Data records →
================
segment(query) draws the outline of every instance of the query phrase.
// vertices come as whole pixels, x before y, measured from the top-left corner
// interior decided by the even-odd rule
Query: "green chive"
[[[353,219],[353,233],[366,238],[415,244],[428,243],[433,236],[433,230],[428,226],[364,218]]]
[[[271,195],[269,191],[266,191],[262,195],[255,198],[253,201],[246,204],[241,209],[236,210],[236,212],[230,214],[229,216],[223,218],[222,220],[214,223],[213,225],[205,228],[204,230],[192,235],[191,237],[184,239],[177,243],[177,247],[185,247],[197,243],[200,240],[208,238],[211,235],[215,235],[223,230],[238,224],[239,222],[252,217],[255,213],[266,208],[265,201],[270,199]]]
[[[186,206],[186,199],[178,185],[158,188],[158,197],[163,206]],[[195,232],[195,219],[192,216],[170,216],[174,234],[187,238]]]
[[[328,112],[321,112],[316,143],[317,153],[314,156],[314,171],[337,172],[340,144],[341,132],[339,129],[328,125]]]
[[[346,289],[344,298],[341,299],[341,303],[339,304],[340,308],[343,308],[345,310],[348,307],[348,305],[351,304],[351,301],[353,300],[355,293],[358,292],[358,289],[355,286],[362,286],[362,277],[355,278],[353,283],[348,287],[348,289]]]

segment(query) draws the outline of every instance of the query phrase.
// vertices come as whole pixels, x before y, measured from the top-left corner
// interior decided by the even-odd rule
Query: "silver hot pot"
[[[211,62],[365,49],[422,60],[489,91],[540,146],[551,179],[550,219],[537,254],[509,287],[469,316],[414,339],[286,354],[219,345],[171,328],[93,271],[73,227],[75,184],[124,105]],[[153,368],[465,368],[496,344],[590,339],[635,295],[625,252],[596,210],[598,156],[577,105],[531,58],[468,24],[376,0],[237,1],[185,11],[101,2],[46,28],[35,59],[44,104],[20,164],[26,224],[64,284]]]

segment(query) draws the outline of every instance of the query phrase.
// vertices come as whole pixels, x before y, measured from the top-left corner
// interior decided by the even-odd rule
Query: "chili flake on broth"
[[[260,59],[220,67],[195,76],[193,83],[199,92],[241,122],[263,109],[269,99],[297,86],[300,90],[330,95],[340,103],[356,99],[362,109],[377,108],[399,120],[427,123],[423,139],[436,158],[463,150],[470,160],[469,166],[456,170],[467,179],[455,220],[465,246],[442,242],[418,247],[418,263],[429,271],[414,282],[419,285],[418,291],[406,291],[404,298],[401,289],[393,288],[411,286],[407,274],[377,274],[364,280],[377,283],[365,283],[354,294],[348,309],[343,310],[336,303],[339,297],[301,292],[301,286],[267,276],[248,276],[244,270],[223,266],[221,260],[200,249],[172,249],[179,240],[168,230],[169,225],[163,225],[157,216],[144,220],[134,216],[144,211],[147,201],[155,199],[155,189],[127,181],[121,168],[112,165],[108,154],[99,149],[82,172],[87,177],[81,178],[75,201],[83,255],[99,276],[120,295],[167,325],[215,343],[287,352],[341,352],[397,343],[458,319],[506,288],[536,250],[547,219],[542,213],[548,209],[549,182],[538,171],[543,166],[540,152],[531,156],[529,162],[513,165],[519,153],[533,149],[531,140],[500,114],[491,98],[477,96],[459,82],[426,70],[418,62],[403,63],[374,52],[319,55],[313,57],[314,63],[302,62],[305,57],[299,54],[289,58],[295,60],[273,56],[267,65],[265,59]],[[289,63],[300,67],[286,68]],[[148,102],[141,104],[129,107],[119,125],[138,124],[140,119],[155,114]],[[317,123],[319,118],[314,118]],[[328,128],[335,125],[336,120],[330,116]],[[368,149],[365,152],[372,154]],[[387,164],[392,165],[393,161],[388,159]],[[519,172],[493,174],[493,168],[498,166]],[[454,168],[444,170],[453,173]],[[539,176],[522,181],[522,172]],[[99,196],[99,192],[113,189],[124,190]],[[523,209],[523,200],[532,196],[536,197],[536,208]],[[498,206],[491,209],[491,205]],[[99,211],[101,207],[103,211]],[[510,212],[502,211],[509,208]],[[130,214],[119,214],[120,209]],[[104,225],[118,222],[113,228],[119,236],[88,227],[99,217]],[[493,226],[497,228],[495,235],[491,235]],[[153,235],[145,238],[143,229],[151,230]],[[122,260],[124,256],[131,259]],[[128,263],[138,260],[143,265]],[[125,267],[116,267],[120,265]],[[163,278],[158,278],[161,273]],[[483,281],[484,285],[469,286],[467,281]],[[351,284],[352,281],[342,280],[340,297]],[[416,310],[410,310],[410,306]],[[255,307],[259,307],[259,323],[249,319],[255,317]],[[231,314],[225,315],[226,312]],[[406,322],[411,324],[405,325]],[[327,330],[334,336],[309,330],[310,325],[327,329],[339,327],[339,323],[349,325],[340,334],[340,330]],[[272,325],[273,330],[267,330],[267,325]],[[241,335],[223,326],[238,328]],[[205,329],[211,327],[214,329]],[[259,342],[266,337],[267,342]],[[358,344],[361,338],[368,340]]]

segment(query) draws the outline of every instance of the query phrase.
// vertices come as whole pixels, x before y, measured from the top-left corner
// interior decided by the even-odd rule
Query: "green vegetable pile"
================
DIRECTIONS → Print the data again exactly.

RESPONSE TO THE TASK →
segment(query) draws the outline of every instance of the query phrase.
// vertices come as whole pixels, x before y, measured from the top-left corner
// interior decided by the even-odd rule
Query: "green chive"
[[[353,219],[353,233],[366,238],[415,244],[428,243],[433,236],[433,230],[428,226],[364,218]]]
[[[271,195],[269,191],[266,191],[262,195],[255,198],[253,201],[246,204],[241,209],[236,210],[236,212],[230,214],[229,216],[223,218],[222,220],[214,223],[213,225],[205,228],[204,230],[192,235],[191,237],[184,239],[177,243],[177,247],[185,247],[197,243],[200,240],[208,238],[211,235],[215,235],[223,230],[238,224],[239,222],[252,217],[255,213],[266,208],[265,201],[270,199]]]
[[[186,206],[186,199],[178,185],[158,188],[158,197],[163,206]],[[195,232],[195,219],[192,216],[170,216],[174,234],[187,238]]]
[[[328,112],[321,112],[316,143],[317,153],[314,156],[314,171],[337,172],[340,144],[341,132],[339,129],[328,125]]]
[[[346,289],[344,298],[341,299],[341,303],[339,304],[340,308],[343,308],[345,310],[348,307],[348,305],[351,304],[351,301],[353,300],[355,293],[358,292],[358,289],[355,286],[362,286],[362,277],[355,278],[353,283],[348,287],[348,289]]]

segment(query) draws the outline of every instance of the query phrase.
// vertices come as whole pixels, x before y, measured from the top-left corner
// interior decided by the even-odd rule
Query: "silver hot pot"
[[[211,62],[365,49],[422,60],[489,91],[540,146],[551,179],[550,219],[537,254],[509,287],[469,316],[414,339],[286,354],[219,345],[171,328],[93,271],[73,227],[75,184],[124,105]],[[153,368],[465,368],[496,344],[590,339],[635,295],[625,252],[596,210],[598,156],[577,105],[531,58],[468,24],[376,0],[237,1],[185,11],[101,2],[46,28],[35,59],[44,104],[20,164],[26,224],[64,284]]]

segment(query) draws the outline of every instance of the query phrase.
// vertices come as whole pixels, x before y, measured from the top-left corner
// interior decided by the even-odd rule
Query: "chili flake on broth"
[[[260,59],[220,67],[195,76],[193,83],[199,92],[241,122],[263,109],[269,99],[297,86],[300,90],[330,95],[340,103],[356,99],[362,109],[377,108],[399,120],[427,123],[423,139],[436,158],[463,150],[470,160],[469,166],[456,170],[467,179],[455,220],[465,246],[442,242],[418,247],[418,263],[429,271],[414,282],[419,285],[418,291],[406,291],[404,298],[401,289],[393,288],[411,286],[407,274],[377,274],[364,280],[377,283],[365,283],[354,294],[348,309],[343,310],[336,303],[339,297],[301,292],[301,286],[267,276],[248,276],[244,270],[223,266],[221,260],[200,249],[172,249],[179,240],[168,230],[169,225],[163,225],[157,216],[144,220],[134,216],[144,211],[147,201],[155,199],[155,189],[127,181],[121,168],[112,165],[108,154],[99,149],[82,172],[87,177],[81,178],[75,201],[83,255],[99,276],[120,295],[167,325],[215,343],[287,352],[341,352],[397,343],[458,319],[506,288],[536,250],[547,219],[542,213],[548,209],[549,182],[538,171],[543,166],[540,152],[531,156],[529,162],[513,165],[519,153],[533,149],[531,140],[500,114],[491,98],[477,96],[459,82],[426,70],[418,62],[403,63],[374,52],[319,55],[313,57],[314,63],[302,62],[305,57],[299,54],[289,58],[295,60],[273,56],[267,65],[265,59]],[[289,63],[300,67],[286,68]],[[148,102],[141,104],[129,107],[119,125],[138,124],[140,119],[155,114]],[[317,123],[319,118],[314,118]],[[328,128],[335,125],[336,120],[330,116]],[[368,149],[365,152],[372,154]],[[387,164],[392,165],[393,161],[388,159]],[[519,172],[493,174],[493,168],[498,166]],[[454,168],[444,170],[453,173]],[[539,176],[522,181],[522,172]],[[99,196],[99,192],[113,189],[124,190]],[[523,209],[523,200],[532,196],[536,197],[536,208]],[[498,206],[491,209],[491,205]],[[99,211],[101,207],[103,211]],[[510,212],[502,211],[509,208]],[[130,214],[119,214],[120,209]],[[104,225],[118,222],[113,228],[119,236],[88,227],[99,217]],[[493,226],[497,228],[495,235],[491,235]],[[153,235],[145,238],[143,229],[151,230]],[[122,260],[124,256],[131,259]],[[128,263],[138,260],[143,265]],[[125,267],[116,267],[120,265]],[[163,278],[158,278],[161,273]],[[483,281],[484,285],[469,286],[467,281]],[[351,284],[352,281],[342,280],[340,297]],[[416,310],[410,310],[410,306]],[[255,307],[259,307],[259,323],[249,319],[255,317]],[[231,314],[225,315],[226,312]],[[406,322],[411,324],[405,325]],[[327,330],[334,336],[309,330],[310,325],[327,329],[339,327],[339,323],[349,325],[340,334],[340,330]],[[272,325],[273,330],[267,330],[267,325]],[[241,335],[223,326],[238,328]],[[205,329],[211,327],[214,329]],[[259,342],[266,337],[267,342]],[[358,344],[361,338],[368,340]]]

segment(query) draws the outline of every instance of the query phrase.
// vertices come as whole pixels, x before y, measured from the top-left corner
// interior decided by the even-odd rule
Query: "green vegetable pile"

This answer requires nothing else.